#### [What is asked]
Pull out every line of the items below that contains the string "results", matching case exactly.

#### [Material for this exercise]
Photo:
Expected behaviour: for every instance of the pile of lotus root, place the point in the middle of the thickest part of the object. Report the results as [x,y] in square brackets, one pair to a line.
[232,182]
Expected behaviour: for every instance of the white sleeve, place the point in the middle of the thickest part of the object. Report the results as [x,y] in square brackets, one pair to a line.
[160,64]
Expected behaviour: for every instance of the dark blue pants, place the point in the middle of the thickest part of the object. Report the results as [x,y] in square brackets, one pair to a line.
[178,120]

* * *

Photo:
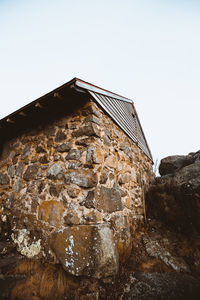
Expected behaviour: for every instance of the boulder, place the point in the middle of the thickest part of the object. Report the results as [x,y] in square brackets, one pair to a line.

#### [Task output]
Expected behaviour: for every instance of the pile of lotus root, place the point in the middle of the thickest part of the object. Report the results as [x,y] in square brackets, one pair to a line.
Expected behaviour: for every instance of the white sleeve, place the point in the middle of the thickest part of the object. Report the results as [x,y] in square brackets, one pair to a line.
Expected behaviour: for every instance of the dark blue pants, place the point in the middle of the thickest part of the object. Report the results as [x,y] in square brackets, one pair to a line.
Expected behaviour: for every instance of the boulder, place the point in the middle of the thickest part of the object. Report the results as [x,y] in square brackets, one pair to a line.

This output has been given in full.